Stated problem: Set down each entry exactly as given; pictures should not appear in the copy.

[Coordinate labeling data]
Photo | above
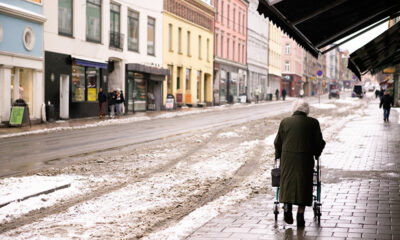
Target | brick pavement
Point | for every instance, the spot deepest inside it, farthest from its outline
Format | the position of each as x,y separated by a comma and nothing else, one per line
360,191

Worked solution:
Photo | above
Target | brick pavement
Point | for every instance, the spot deepest inside it, farthest from its outline
Format | the position of each as x,y separated by a comma and nothing else, one per line
360,191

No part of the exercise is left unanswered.